→ **The task**:
Update the listing, starting at its first line and ending at the line containing "point(1043, 252)", by replacing "query" with "target" and leaving everything else unchanged. Omit the pictures from your output.

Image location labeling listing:
───

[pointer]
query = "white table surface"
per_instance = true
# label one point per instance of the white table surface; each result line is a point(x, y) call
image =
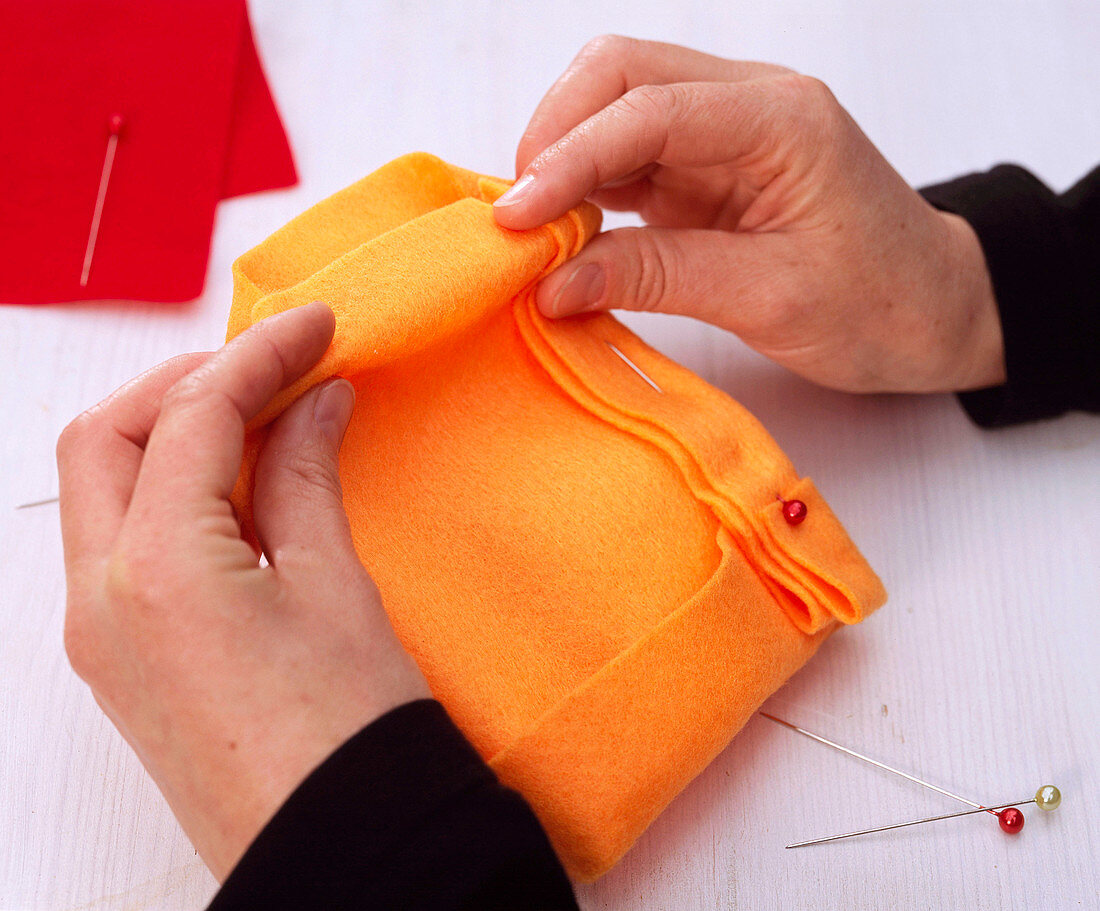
point(980, 673)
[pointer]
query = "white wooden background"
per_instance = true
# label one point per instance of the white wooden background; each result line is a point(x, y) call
point(981, 672)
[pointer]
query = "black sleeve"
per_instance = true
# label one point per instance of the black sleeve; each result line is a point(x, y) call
point(404, 815)
point(1043, 252)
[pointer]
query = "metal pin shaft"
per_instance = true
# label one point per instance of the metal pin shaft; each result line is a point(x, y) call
point(635, 368)
point(39, 503)
point(112, 144)
point(911, 822)
point(883, 766)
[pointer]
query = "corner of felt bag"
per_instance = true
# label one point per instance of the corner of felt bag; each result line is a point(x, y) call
point(245, 296)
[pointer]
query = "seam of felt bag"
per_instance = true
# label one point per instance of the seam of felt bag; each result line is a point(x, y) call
point(779, 569)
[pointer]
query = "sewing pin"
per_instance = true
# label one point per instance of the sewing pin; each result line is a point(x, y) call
point(635, 368)
point(835, 745)
point(37, 503)
point(114, 125)
point(1046, 798)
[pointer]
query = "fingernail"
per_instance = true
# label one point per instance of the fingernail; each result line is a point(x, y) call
point(517, 193)
point(332, 409)
point(581, 291)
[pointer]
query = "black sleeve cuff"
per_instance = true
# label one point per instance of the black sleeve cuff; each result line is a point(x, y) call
point(405, 815)
point(1042, 252)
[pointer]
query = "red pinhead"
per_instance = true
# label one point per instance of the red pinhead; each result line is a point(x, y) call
point(1011, 820)
point(794, 512)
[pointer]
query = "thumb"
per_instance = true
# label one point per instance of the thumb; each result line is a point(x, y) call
point(734, 281)
point(297, 498)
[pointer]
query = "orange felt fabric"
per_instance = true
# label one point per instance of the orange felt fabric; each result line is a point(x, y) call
point(595, 577)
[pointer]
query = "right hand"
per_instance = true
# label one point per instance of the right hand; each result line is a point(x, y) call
point(770, 212)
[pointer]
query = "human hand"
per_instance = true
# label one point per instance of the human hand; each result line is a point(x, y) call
point(771, 216)
point(231, 681)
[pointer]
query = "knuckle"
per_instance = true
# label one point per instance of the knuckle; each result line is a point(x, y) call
point(311, 473)
point(810, 98)
point(184, 394)
point(655, 269)
point(74, 437)
point(605, 47)
point(649, 102)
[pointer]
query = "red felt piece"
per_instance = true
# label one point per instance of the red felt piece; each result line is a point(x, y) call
point(199, 125)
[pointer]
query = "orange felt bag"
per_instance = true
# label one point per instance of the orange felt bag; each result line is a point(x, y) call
point(594, 573)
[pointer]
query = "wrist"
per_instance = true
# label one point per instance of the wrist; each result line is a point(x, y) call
point(979, 355)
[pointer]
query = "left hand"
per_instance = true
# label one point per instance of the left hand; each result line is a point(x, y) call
point(231, 681)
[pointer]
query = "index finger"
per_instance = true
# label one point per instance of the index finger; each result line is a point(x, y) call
point(99, 454)
point(609, 66)
point(752, 125)
point(194, 453)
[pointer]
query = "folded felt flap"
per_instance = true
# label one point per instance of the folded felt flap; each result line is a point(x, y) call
point(405, 258)
point(620, 591)
point(813, 570)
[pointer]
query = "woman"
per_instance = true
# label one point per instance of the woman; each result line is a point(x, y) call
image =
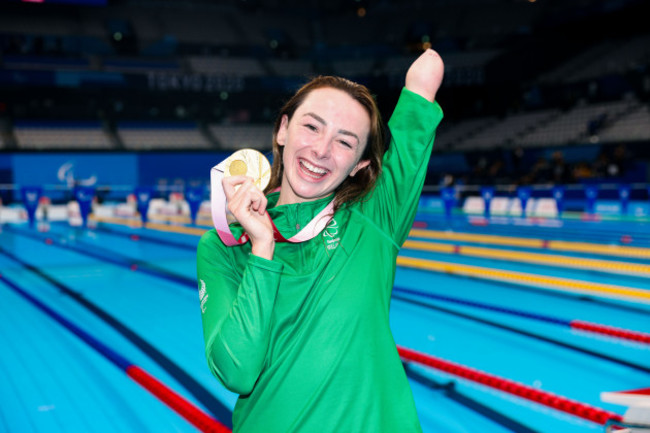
point(301, 330)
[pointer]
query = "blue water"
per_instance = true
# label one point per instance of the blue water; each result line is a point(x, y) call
point(54, 382)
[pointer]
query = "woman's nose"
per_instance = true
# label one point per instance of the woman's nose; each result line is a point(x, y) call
point(321, 147)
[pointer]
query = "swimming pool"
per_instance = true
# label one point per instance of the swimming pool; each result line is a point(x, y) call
point(132, 292)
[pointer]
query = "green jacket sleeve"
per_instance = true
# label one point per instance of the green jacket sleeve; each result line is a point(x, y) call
point(396, 196)
point(236, 310)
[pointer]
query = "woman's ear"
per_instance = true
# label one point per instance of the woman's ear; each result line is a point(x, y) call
point(281, 136)
point(360, 166)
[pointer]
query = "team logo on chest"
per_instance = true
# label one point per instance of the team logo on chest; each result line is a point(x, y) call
point(331, 235)
point(203, 296)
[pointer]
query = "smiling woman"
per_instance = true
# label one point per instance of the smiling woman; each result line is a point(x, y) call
point(285, 323)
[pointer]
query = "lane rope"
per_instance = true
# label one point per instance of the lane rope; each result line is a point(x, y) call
point(563, 404)
point(596, 328)
point(158, 389)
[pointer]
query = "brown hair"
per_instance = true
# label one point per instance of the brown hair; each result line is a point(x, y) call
point(353, 188)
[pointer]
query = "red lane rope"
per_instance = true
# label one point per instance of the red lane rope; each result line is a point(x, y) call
point(582, 410)
point(611, 331)
point(187, 410)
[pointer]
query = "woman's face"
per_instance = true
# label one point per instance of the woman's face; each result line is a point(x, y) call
point(323, 143)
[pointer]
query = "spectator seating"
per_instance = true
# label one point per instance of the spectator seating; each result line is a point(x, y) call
point(61, 135)
point(572, 126)
point(233, 137)
point(633, 126)
point(150, 136)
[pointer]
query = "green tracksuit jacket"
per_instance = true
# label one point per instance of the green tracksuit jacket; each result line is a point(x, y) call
point(305, 338)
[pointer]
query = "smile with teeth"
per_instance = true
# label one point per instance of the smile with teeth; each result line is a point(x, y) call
point(312, 170)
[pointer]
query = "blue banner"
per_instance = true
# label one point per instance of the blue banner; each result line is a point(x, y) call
point(524, 193)
point(591, 194)
point(558, 195)
point(487, 192)
point(67, 171)
point(448, 195)
point(84, 196)
point(624, 196)
point(143, 197)
point(31, 196)
point(194, 197)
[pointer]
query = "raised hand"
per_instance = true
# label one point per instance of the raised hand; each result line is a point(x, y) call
point(425, 75)
point(247, 204)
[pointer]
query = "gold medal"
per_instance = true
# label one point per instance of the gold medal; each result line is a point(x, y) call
point(248, 162)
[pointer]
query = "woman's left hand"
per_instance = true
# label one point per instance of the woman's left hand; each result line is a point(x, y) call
point(425, 75)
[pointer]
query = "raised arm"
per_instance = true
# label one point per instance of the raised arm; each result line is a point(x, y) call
point(236, 312)
point(412, 127)
point(425, 75)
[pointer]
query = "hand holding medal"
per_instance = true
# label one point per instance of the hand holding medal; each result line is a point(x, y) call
point(237, 184)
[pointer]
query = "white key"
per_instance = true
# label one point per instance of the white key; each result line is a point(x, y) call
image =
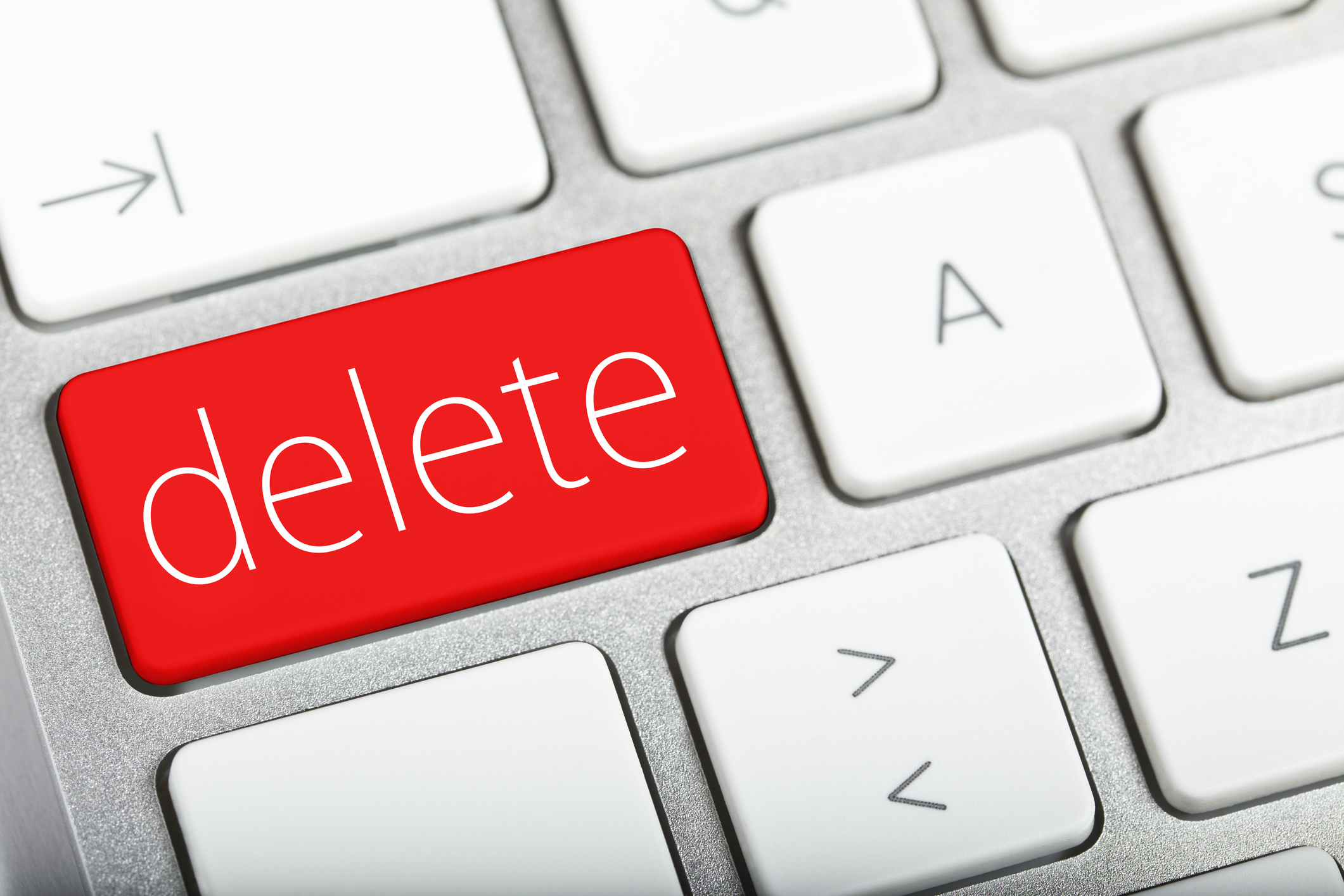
point(1249, 175)
point(886, 727)
point(678, 82)
point(261, 135)
point(1305, 871)
point(516, 777)
point(1219, 597)
point(1042, 37)
point(956, 314)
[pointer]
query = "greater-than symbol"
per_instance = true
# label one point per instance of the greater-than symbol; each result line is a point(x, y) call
point(143, 177)
point(897, 798)
point(886, 664)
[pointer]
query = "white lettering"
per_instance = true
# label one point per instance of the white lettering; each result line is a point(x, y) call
point(378, 452)
point(221, 483)
point(421, 460)
point(308, 489)
point(629, 406)
point(522, 385)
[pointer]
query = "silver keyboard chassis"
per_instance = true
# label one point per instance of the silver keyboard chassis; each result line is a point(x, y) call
point(81, 747)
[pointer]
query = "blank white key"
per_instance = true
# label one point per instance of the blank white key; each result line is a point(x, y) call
point(199, 143)
point(1305, 871)
point(1220, 601)
point(1249, 175)
point(516, 777)
point(956, 314)
point(1040, 37)
point(886, 727)
point(678, 82)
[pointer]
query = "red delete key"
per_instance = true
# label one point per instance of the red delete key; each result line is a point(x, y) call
point(410, 456)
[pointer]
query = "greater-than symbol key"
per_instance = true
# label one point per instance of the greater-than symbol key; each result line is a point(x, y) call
point(897, 798)
point(886, 664)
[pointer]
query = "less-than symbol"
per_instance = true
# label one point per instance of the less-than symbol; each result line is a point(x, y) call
point(1279, 644)
point(143, 177)
point(982, 309)
point(886, 664)
point(897, 798)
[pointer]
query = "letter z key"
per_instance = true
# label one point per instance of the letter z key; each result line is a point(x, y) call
point(410, 456)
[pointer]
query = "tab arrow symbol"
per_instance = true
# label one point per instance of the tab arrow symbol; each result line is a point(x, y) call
point(897, 798)
point(144, 181)
point(143, 177)
point(886, 664)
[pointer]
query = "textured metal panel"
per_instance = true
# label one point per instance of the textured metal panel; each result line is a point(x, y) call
point(106, 739)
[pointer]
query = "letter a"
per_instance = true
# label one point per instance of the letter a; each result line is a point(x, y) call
point(965, 288)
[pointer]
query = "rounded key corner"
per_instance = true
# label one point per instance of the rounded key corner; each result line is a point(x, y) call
point(640, 163)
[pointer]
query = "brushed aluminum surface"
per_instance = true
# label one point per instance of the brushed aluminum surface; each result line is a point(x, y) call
point(105, 739)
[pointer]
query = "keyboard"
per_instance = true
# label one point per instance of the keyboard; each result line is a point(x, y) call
point(797, 448)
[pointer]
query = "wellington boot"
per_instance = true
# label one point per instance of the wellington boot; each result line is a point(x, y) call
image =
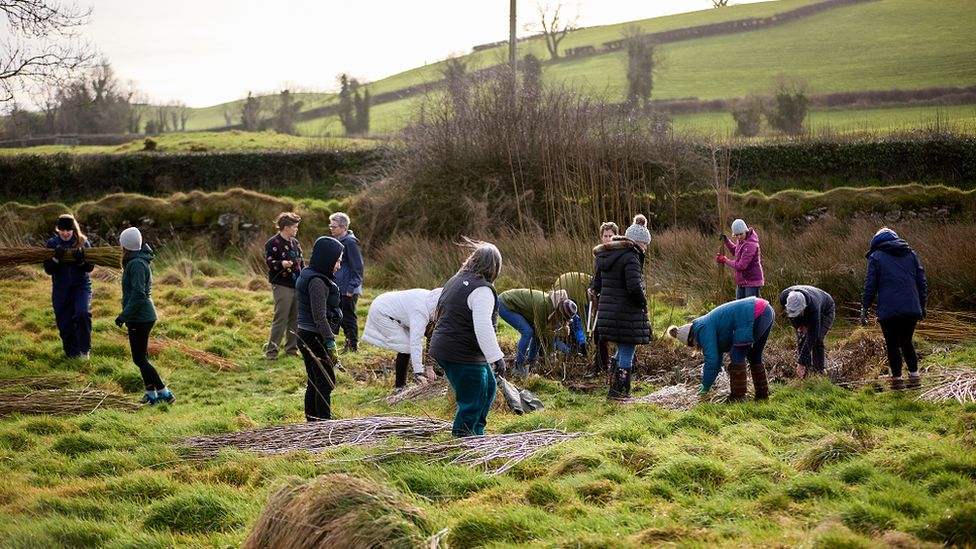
point(737, 382)
point(620, 385)
point(759, 381)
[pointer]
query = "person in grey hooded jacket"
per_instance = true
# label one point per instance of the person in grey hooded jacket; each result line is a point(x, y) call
point(811, 312)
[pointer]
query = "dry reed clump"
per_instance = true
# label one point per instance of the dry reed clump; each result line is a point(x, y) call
point(160, 344)
point(337, 511)
point(105, 256)
point(317, 436)
point(61, 402)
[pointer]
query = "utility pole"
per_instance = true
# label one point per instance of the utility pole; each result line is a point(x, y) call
point(512, 56)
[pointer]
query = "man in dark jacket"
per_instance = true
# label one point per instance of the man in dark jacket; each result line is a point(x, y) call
point(619, 285)
point(896, 277)
point(283, 254)
point(349, 277)
point(811, 311)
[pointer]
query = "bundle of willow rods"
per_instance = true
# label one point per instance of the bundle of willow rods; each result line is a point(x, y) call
point(318, 435)
point(158, 344)
point(433, 389)
point(105, 256)
point(957, 384)
point(62, 402)
point(480, 451)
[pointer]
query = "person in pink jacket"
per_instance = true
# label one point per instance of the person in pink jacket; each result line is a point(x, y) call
point(746, 259)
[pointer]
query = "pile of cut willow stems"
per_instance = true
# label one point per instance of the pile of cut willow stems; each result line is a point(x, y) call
point(317, 436)
point(104, 256)
point(481, 451)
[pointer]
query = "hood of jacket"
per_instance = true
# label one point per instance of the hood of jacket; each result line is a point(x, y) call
point(608, 254)
point(325, 252)
point(889, 243)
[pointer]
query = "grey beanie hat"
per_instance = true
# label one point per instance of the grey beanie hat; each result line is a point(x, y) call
point(131, 239)
point(638, 231)
point(796, 302)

───

→ **Reply**:
[pointer]
target = "white table surface"
per_instance = true
# label one point per instance of the white table surface; each result line is a point(x, y) call
image =
point(980, 673)
[pointer]
target = "white wooden background"
per_instance = true
# label one point per instance of the white wooden background; each result line is a point(x, y) call
point(981, 672)
[pointer]
target = "black sleeve"
per_instance = true
# label one point per instance of the black sleeve; each result line is a point(x, y) call
point(404, 815)
point(1043, 252)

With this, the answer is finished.